#### Excerpted records
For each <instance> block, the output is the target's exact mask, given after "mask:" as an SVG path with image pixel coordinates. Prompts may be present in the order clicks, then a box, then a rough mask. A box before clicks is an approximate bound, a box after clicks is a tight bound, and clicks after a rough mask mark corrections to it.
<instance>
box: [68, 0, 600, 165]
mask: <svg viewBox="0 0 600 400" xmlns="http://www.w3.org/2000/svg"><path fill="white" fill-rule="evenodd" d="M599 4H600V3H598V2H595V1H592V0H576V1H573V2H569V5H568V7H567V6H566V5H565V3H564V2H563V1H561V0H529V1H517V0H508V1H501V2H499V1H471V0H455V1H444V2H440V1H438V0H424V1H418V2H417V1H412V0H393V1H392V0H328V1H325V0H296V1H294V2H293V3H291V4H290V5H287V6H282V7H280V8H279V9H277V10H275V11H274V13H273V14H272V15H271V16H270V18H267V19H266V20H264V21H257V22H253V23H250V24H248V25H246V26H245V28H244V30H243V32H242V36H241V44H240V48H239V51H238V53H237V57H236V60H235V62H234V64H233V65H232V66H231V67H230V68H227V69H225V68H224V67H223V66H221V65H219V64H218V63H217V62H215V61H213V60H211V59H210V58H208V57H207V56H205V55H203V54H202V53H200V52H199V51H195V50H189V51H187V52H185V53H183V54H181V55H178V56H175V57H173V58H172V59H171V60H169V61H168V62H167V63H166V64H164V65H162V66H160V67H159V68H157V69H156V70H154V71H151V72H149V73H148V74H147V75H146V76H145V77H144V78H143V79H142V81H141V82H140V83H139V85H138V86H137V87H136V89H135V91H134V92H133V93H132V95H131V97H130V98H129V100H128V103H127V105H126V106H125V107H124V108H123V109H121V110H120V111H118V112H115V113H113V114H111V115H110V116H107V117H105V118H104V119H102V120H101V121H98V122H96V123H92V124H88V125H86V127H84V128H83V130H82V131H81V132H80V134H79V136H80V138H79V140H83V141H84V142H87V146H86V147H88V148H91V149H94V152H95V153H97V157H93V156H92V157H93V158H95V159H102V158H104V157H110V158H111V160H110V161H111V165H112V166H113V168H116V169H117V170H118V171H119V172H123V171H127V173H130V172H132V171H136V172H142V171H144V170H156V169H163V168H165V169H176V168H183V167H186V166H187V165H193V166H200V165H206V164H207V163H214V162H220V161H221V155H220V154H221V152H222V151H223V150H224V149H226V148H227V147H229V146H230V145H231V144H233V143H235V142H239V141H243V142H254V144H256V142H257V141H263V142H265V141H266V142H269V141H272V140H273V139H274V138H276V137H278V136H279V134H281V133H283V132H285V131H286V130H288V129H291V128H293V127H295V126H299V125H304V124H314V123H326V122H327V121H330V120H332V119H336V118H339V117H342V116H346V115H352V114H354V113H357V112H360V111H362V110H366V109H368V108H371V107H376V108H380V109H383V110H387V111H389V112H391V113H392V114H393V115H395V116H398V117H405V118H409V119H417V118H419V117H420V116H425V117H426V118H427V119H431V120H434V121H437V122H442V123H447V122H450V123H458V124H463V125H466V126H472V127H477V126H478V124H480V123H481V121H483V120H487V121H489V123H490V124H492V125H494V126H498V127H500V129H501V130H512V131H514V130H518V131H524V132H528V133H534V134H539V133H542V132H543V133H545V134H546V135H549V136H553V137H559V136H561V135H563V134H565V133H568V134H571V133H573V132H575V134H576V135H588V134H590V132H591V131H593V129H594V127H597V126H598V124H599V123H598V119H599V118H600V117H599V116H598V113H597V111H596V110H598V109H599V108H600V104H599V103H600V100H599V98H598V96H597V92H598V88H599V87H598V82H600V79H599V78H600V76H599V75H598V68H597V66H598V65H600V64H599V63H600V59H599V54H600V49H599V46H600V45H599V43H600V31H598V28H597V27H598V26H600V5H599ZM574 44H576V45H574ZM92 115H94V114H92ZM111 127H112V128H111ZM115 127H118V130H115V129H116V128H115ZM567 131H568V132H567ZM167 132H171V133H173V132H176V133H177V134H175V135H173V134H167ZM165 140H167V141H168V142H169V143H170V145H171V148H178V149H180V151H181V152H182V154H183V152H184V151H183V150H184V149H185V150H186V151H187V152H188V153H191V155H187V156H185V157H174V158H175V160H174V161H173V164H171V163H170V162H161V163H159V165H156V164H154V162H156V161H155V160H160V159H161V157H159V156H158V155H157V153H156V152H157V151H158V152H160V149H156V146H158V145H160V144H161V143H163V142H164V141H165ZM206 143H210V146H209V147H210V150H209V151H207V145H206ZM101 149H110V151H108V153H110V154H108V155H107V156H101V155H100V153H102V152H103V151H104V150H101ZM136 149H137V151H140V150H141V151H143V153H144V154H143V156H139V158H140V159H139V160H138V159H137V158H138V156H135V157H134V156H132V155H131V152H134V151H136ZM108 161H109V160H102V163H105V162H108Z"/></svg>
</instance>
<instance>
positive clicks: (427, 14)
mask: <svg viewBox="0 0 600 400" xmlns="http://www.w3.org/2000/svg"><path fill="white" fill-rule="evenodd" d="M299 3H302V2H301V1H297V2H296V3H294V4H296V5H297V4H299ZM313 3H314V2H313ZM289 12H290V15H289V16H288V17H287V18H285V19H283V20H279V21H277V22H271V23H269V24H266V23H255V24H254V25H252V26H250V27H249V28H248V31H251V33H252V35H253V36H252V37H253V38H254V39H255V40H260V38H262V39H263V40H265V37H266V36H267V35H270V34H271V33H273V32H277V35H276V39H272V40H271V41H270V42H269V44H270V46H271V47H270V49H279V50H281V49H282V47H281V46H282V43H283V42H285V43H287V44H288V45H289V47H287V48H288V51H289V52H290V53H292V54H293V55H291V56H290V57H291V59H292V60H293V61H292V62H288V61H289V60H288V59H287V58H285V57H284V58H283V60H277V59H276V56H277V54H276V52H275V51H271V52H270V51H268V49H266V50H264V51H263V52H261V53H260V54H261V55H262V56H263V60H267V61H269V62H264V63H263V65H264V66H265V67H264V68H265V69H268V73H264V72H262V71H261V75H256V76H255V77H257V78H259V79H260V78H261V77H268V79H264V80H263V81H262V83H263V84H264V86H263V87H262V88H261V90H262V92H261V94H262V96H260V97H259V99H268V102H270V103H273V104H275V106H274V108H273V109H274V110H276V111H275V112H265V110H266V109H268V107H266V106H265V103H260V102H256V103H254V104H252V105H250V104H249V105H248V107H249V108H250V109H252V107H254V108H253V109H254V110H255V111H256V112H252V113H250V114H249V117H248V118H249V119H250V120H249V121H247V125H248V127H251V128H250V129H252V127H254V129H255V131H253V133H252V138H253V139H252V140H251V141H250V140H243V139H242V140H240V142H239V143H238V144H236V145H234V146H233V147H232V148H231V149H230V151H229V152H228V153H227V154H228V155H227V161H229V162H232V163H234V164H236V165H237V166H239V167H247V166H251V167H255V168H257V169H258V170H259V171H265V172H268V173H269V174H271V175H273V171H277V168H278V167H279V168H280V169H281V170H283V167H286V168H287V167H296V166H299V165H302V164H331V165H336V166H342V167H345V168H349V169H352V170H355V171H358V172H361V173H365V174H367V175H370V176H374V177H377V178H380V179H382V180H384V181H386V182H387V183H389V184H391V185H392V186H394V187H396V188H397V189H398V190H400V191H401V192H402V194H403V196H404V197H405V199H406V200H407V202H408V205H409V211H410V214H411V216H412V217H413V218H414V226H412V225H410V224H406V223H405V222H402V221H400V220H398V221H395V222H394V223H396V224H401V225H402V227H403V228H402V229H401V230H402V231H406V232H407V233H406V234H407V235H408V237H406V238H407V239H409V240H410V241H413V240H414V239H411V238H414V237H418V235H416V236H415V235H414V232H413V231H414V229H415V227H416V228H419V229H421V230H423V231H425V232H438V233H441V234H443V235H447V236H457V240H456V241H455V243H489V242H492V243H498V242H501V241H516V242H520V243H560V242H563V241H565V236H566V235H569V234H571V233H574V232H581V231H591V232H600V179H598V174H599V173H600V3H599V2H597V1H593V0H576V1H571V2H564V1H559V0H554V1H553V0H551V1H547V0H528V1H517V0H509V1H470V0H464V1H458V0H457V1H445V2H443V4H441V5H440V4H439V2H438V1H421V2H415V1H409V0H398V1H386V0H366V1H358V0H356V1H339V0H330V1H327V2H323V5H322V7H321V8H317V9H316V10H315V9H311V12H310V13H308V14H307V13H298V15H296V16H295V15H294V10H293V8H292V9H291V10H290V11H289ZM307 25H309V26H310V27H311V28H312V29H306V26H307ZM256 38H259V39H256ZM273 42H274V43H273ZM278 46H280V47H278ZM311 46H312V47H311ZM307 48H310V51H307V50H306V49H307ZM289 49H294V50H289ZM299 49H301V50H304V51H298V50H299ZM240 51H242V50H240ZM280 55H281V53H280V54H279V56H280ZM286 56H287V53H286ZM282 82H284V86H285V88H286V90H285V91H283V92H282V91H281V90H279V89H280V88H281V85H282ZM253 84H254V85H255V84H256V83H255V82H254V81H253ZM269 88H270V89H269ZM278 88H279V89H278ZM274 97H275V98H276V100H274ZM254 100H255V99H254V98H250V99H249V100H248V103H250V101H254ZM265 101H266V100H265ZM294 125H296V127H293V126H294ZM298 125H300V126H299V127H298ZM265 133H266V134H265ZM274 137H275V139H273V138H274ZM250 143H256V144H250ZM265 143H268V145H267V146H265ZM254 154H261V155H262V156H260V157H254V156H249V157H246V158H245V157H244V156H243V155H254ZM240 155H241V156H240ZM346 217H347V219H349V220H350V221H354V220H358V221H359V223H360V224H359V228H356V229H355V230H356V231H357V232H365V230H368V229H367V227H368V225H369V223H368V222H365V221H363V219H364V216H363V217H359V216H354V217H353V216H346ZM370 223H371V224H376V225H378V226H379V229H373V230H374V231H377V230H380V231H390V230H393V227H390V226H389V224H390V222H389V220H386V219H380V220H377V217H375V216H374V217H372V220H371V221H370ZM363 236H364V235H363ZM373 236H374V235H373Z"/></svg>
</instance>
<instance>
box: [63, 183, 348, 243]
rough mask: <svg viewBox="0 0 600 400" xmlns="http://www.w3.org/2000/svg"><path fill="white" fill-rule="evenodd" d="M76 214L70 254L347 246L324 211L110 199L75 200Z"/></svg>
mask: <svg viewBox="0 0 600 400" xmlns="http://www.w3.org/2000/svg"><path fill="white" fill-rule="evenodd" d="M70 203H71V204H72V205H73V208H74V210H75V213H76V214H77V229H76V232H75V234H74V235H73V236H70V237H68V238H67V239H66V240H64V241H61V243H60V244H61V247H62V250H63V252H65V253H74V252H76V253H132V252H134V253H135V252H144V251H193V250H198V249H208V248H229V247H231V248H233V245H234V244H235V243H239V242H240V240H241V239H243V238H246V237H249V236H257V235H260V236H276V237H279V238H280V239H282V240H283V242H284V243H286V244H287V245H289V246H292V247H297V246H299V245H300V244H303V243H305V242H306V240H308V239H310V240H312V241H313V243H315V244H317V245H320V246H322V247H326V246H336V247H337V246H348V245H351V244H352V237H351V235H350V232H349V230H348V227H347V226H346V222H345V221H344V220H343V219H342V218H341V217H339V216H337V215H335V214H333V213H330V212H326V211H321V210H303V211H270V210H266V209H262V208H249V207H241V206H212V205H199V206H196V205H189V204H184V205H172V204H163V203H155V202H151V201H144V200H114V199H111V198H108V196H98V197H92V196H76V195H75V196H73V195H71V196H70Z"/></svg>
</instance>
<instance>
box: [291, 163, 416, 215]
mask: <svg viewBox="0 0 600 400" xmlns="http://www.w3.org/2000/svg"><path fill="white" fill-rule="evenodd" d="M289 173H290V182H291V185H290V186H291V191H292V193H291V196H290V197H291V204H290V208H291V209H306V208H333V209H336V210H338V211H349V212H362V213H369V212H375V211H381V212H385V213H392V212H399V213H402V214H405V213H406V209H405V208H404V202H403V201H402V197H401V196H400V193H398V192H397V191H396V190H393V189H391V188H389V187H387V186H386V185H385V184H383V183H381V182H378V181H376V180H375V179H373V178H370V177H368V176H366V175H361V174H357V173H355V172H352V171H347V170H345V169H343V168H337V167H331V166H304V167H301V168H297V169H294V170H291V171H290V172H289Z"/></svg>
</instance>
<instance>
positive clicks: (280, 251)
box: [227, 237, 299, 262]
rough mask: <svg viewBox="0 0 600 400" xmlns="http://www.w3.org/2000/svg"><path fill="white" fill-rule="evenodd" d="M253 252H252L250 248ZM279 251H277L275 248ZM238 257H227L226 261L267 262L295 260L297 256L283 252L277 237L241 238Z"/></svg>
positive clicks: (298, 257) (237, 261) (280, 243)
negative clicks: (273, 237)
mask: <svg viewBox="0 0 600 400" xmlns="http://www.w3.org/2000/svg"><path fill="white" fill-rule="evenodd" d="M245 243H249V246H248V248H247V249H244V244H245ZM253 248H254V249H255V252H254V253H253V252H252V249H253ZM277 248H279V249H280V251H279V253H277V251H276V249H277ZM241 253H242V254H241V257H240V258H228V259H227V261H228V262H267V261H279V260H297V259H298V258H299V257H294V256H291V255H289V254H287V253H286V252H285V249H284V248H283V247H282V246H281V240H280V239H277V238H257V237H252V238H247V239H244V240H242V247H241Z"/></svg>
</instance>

#### Exercise requirements
Starting at the line that contains "positive clicks: (298, 257)", print every line through the last one of the records, exactly and with nothing else.

#### Response area
positive clicks: (298, 257) (237, 261) (280, 243)
negative clicks: (273, 237)
mask: <svg viewBox="0 0 600 400" xmlns="http://www.w3.org/2000/svg"><path fill="white" fill-rule="evenodd" d="M245 243H249V246H248V248H247V249H244V244H245ZM253 248H254V249H255V252H254V253H253V252H252V249H253ZM277 248H279V249H280V251H279V253H277V251H276V249H277ZM241 253H242V254H241V257H240V258H228V259H227V261H228V262H267V261H279V260H297V259H298V258H299V257H294V256H291V255H289V254H287V253H286V252H285V249H284V248H283V247H282V246H281V240H280V239H277V238H257V237H252V238H247V239H244V240H242V247H241Z"/></svg>
</instance>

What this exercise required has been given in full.